## begin PROVIDED ENTRIES
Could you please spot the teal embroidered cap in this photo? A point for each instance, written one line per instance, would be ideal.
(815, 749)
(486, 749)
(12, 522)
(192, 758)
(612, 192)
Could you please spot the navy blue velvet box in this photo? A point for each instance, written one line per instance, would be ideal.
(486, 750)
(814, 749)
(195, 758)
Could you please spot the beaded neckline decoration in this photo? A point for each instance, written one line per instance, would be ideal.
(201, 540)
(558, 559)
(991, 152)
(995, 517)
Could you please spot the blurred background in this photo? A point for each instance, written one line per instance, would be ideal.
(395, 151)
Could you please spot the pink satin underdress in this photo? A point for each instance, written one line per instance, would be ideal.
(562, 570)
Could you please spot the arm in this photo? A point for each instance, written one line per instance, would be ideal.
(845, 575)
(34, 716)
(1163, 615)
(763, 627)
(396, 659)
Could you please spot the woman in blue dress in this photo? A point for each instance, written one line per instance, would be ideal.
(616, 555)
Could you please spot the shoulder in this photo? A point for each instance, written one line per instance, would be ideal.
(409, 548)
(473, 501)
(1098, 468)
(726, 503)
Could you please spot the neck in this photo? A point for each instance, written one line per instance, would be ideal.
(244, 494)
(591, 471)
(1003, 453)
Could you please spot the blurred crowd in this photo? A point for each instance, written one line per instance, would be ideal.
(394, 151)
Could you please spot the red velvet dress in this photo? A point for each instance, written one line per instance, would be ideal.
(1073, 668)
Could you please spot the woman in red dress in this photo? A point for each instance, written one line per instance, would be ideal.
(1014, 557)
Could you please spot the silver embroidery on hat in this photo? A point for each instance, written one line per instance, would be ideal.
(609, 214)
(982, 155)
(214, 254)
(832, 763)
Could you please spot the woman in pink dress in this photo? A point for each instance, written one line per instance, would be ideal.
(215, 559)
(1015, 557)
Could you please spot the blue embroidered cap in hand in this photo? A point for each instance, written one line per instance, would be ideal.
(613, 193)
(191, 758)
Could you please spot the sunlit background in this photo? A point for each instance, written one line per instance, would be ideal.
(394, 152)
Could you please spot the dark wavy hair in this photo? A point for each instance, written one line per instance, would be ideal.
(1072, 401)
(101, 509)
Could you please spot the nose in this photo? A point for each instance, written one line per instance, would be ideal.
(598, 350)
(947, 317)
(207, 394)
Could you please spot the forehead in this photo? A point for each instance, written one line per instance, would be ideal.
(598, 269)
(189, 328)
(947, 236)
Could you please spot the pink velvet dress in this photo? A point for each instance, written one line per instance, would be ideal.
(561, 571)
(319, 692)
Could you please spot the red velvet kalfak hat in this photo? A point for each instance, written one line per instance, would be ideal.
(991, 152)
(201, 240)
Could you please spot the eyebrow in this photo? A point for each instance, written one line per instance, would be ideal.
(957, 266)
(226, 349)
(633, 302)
## end PROVIDED ENTRIES
▸ **WHAT IS EXPECTED**
What needs duplicating is the run of lines from the one containing "Could you please spot the sunlit" through the last line of the entries above, exact and complete.

▸ **TASK RESULT**
Could you please spot the sunlit background in this photo? A point for each instance, written one line per instance, would be ideal.
(394, 152)
Could you please spot the dark wavy hair in this photo? A point for each instance, written one line per instance, would be ideal.
(1072, 401)
(101, 509)
Could you please spot the nose in this photo? A point for each instance, written one line per instance, would be ideal.
(598, 350)
(947, 317)
(207, 394)
Could you please spot the forehead in this photo? A point for each instance, written one line per instance, would be ideal.
(598, 269)
(189, 328)
(947, 236)
Could you please spot the pink velvet dress in this photo? A point for each instance, written one line per instance, would be ideal.
(561, 571)
(319, 692)
Could you please spot the red velvet kalfak hat in this photo? A point for each instance, written one line per instance, would be ideal.
(991, 152)
(201, 240)
Could you please spot the eyebrow in this photo? A point for each instance, written one line per instance, would be ideal.
(957, 266)
(226, 349)
(633, 302)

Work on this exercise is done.